▶ _本文抜粋_
○ ○ ○
中部経済新聞2011年2月掲載
【聞之助ダイアリー】
鰻丼と弁護士

私の好物は鰻丼である。30年前、修習生の頃は鰻丼は高かった。一番安い並丼でも千円を超えていたと記憶する。手取り10万円に満たない月給では、給料日にしか食べられなかった。月に一度の贅沢である。それを思うと、相対的に鰻丼は安くなった。ご飯の下に鰻が埋まっている上丼でも二千円でお釣りが来る。

卵も物価の優等生と言われて久しい。昔は病院に見舞いに行くときは、手土産として卵が定番だった。今はスーパーの安売りチラシの主役である。 値段が変わっていないのは実は鰻丼や卵だけではない。弁護士会の法律相談料も実は変わっていないのである。愛知県弁護士会の法律相談料が30分3000円から5000円に値上げされたのは昭和48年だったと聞く。当時は国立大学の学費は年間1万2000円、120円で大学生協のランチが食べられた時代であるが、なんと以後40年近く上がっていないのである。 今は報酬規定が無くなってしまったが、かつては報酬基準が定められており、その中で、法律相談料については、「初回市民法律相談料」と「一般法律相談料」が分けて定められていた。一般法律相談料は30分ごとに5000円から2万5000円の範囲で自由に各弁護士が決めることができたが(幅があるのは家賃や物価が地域で違うため)、初回市民法律相談料については、30分5000円から1万円の範囲で各単位会で定めることとされていたのである(愛知県は一律30分5000円)。この趣旨は、「弁護士事務所に相談に行きたいが、幾ら請求されるか分からないので、怖くていけない。」との声を受け、市民の方が個人的な事件で相談に行く場合は、相談料の金額を気にせず相談できるようにしたのである。 この規定については、(本音は知らないが)少なくとも愛知県の弁護士からは表だった不満の声を聞かなかった。もっと早く相談していてくれれば・・との思いは全ての弁護士に共通していたからだと思う。
○ ○ ○
▶ _提供データ_
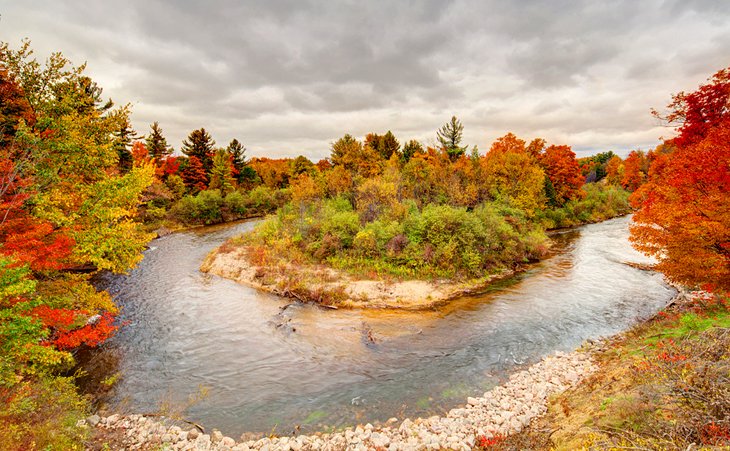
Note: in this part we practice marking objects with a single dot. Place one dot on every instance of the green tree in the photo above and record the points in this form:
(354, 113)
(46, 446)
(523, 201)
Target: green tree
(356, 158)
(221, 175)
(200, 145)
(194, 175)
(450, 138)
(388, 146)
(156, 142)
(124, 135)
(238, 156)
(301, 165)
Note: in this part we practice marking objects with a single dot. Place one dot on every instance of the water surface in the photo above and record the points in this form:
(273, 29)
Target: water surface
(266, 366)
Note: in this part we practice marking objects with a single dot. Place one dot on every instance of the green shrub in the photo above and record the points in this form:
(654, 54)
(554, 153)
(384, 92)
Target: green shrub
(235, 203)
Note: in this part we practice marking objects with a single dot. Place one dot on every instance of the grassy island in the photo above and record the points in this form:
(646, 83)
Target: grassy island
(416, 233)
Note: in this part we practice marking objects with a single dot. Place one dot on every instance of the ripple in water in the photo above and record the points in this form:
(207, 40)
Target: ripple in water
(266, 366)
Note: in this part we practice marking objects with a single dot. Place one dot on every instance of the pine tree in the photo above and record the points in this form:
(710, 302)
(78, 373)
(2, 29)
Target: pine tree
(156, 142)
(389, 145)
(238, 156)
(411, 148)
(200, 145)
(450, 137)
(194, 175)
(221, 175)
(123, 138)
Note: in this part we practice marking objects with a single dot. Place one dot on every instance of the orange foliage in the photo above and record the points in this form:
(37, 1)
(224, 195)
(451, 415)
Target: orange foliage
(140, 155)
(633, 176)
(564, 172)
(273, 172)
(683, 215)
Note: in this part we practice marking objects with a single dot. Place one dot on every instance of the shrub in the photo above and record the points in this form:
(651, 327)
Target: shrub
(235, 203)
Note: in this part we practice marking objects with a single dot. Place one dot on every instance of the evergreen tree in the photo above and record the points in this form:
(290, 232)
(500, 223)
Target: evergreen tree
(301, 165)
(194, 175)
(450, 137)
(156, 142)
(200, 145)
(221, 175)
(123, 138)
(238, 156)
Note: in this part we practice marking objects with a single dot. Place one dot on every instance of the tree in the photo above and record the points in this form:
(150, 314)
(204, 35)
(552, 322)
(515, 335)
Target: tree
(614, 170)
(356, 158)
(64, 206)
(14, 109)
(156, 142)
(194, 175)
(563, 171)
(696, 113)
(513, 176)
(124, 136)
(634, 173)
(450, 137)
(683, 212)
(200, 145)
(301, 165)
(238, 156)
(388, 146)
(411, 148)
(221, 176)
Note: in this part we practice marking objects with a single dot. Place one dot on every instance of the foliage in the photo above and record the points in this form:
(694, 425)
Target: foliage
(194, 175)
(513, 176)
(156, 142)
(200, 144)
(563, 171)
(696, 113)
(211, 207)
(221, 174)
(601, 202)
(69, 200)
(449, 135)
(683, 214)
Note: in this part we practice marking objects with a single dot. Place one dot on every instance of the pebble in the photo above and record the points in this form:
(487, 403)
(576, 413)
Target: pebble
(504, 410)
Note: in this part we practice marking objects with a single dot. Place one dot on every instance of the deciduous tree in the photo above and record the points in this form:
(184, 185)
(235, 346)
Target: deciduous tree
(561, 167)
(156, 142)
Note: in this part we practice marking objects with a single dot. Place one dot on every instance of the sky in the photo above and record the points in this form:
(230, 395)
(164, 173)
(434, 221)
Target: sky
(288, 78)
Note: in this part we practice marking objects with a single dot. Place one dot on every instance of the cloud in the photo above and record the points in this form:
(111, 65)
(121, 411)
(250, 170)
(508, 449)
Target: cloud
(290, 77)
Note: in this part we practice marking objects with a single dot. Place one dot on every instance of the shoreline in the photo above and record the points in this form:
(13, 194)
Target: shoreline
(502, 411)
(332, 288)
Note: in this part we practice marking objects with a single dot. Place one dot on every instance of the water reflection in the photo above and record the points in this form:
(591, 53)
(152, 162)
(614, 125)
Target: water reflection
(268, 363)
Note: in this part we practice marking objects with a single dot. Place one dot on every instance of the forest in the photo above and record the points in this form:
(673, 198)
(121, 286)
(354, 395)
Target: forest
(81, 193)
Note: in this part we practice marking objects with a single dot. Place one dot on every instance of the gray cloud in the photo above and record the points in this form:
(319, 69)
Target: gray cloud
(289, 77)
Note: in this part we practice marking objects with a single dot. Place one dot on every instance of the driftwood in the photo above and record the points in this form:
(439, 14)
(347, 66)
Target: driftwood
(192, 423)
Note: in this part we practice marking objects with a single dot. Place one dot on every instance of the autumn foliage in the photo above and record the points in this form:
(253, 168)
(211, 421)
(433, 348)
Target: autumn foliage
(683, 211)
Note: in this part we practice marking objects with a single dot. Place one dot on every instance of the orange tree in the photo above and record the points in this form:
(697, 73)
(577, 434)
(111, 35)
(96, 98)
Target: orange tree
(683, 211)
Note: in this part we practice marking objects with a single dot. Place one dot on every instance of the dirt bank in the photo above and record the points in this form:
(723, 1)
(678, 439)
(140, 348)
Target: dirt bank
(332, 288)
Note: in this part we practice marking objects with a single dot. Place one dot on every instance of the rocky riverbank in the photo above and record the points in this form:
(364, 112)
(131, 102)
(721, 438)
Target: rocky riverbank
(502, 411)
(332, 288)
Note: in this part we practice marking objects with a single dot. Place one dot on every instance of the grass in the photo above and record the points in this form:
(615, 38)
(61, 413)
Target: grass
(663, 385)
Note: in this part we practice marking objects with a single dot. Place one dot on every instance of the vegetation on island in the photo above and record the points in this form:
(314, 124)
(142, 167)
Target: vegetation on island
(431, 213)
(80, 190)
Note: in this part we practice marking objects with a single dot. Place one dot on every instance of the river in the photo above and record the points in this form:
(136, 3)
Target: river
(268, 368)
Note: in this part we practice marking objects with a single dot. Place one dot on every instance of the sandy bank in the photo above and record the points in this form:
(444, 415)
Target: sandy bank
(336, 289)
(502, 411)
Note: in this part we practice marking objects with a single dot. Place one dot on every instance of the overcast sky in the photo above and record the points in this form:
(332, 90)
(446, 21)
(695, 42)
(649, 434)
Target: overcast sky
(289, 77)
○ ○ ○
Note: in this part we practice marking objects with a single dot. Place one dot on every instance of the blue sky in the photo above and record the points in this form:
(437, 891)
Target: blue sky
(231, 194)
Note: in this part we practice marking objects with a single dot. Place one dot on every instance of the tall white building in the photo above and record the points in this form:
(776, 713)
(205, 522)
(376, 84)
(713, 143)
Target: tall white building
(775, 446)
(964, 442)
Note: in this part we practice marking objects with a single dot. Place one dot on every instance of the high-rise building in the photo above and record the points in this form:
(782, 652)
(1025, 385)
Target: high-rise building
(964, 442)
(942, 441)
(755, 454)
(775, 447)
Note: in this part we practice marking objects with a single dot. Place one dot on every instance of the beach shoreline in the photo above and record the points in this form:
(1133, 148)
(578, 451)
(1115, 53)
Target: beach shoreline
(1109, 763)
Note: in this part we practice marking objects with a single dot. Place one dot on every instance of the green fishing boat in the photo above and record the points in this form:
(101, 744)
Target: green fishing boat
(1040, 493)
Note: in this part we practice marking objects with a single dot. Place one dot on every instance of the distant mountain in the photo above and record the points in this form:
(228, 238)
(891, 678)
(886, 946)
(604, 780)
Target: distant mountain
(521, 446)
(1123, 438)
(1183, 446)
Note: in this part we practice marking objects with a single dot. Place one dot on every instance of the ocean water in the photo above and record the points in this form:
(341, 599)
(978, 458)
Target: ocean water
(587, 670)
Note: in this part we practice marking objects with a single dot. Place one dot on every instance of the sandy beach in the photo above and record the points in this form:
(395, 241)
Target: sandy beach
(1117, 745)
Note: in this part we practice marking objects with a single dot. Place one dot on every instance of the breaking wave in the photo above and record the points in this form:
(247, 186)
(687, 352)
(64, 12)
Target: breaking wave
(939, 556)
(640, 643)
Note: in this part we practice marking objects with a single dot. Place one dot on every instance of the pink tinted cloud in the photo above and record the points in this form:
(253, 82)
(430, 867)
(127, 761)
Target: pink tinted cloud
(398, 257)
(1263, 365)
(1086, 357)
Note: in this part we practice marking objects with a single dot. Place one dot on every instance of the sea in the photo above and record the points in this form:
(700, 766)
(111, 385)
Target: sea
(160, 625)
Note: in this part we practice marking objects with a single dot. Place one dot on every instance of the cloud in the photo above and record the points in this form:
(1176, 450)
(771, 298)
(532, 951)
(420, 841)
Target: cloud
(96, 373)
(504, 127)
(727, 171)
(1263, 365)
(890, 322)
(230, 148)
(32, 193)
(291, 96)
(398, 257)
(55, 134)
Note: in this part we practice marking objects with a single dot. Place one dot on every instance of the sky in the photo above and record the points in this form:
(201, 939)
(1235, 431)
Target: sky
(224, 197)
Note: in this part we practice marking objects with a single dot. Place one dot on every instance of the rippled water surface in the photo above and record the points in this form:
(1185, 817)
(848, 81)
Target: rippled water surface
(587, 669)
○ ○ ○
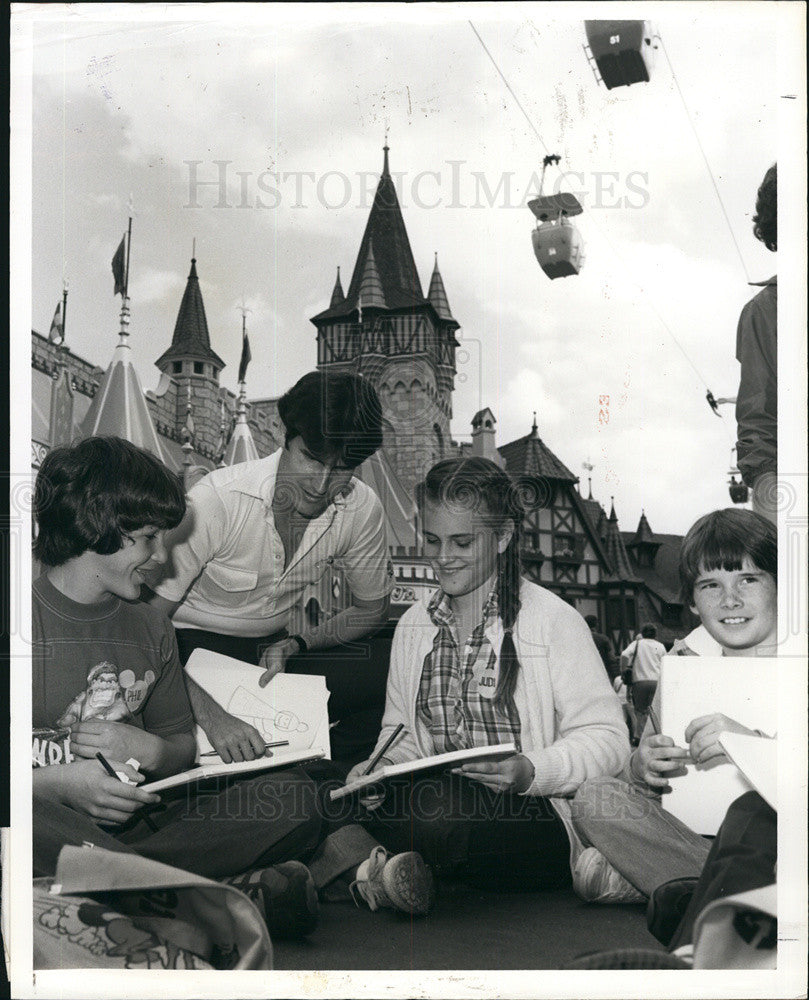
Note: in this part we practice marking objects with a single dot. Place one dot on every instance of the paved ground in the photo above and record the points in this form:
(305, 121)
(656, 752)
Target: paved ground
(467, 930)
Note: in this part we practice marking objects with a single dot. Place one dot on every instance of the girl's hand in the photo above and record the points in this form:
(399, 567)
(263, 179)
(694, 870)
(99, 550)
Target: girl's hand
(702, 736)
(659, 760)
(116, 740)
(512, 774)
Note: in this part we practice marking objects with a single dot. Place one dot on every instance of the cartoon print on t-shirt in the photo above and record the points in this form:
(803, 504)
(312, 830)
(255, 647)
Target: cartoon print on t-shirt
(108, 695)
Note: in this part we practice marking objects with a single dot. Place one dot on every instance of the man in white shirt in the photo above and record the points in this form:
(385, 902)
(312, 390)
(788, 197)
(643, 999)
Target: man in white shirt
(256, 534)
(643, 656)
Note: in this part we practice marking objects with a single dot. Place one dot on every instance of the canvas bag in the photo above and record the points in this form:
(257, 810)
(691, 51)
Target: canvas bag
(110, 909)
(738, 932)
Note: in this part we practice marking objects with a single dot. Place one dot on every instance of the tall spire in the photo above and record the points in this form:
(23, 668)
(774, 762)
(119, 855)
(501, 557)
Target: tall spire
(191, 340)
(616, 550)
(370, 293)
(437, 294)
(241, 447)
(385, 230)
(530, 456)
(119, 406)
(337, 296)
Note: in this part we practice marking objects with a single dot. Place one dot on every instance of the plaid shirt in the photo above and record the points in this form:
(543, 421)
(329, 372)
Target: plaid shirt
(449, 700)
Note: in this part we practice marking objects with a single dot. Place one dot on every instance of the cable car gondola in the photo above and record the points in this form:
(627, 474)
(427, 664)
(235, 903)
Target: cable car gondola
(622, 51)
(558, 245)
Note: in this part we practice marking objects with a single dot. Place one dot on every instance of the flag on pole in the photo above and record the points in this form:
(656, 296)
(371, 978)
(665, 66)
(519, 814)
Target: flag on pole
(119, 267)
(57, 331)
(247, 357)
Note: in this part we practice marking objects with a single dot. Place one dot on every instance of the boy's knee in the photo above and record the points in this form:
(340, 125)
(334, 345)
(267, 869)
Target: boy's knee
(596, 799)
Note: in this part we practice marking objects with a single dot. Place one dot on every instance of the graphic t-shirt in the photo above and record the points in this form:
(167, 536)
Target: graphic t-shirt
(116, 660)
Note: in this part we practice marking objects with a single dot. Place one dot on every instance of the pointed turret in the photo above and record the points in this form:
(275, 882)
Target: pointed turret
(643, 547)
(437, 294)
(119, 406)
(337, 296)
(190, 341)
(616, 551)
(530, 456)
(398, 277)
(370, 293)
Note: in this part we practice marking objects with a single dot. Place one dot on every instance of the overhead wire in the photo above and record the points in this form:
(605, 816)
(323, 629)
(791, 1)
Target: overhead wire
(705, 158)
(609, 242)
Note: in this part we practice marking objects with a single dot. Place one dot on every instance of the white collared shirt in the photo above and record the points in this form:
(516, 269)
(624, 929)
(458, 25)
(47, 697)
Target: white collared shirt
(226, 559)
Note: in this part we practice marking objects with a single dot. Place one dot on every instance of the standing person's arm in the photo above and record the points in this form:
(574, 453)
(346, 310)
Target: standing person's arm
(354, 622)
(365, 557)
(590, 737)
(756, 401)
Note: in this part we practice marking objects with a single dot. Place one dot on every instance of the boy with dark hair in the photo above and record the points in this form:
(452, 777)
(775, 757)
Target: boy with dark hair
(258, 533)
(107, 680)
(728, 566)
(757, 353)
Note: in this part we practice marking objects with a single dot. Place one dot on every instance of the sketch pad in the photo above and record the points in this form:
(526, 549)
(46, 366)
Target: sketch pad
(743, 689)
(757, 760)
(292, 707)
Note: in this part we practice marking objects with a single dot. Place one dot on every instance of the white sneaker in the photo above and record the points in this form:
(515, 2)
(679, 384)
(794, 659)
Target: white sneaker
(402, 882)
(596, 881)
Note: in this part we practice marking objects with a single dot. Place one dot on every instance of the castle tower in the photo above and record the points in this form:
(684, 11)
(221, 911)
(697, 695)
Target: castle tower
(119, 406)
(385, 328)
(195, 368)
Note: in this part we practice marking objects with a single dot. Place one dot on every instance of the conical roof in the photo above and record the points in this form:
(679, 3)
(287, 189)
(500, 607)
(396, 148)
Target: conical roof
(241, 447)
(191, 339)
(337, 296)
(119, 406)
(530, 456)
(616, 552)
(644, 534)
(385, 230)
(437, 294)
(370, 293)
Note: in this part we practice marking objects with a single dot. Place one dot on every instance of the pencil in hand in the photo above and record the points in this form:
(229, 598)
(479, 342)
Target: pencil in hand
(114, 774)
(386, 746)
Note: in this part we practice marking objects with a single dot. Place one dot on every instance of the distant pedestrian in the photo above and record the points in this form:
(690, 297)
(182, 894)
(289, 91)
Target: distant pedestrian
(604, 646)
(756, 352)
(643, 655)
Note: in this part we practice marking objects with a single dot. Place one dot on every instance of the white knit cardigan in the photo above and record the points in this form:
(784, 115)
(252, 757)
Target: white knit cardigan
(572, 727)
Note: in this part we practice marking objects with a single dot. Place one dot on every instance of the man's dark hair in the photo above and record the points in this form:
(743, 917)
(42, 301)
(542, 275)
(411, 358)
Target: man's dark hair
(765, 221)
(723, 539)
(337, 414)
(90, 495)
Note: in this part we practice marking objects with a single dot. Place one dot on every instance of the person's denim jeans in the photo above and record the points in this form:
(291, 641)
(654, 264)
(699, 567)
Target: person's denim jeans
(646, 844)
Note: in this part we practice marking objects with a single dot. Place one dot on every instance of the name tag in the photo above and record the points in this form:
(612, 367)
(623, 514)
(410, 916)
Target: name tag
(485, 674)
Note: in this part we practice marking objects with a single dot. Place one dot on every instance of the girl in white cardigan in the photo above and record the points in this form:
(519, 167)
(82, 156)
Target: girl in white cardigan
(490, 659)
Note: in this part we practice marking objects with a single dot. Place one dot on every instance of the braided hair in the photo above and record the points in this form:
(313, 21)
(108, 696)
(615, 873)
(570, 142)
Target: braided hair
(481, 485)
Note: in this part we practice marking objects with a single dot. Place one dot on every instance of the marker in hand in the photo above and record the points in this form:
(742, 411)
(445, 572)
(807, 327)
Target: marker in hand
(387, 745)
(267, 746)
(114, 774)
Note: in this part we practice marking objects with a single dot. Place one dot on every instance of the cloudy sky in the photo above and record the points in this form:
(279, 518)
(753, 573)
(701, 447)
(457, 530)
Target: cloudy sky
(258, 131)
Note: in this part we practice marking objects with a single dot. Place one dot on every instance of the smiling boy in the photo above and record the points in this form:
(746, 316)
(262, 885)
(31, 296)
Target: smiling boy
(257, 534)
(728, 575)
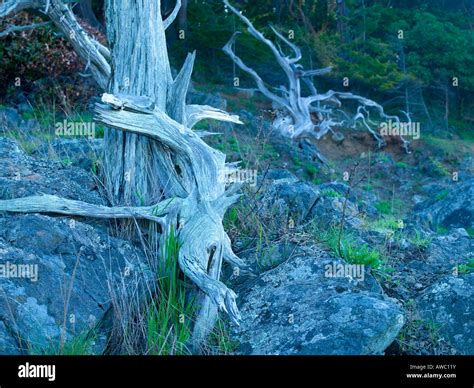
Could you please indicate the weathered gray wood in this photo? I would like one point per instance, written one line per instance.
○ ○ ○
▶ _問題 A_
本文抜粋の「中部経済新聞2011年2月掲載」から「丼でも二千円でお釣りが来る。」までを、末尾の語句も含めて正確に書き写すこと。
▶ _問題 B_
本文抜粋にある次の一文を英語に訳すこと。「愛知県弁護士会の法律相談料が30分3000円から5000円に値上げされたのは昭和48年だったと聞く。」
データはここでは一切使わない。

▶ _解答欄 A_
中部経済新聞2011年2月掲載
【聞之助ダイアリー】
鰻丼と弁護士

私の好物は鰻丼である。30年前、修習生の頃は鰻丼は高かった。一番安い並丼でも千円を超えていたと記憶する。手取り10万円に満たない月給では、給料日にしか食べられなかった。月に一度の贅沢である。それを思うと、相対的に鰻丼は安くなった。ご飯の下に鰻が埋まっている上丼でも二千円でお釣りが来る。

▶ _解答欄 B_
I have heard that it was in Showa 48 that the Aichi Bar Association raised its legal consultation fee from 3,000 yen to 5,000 yen per 30 minutes.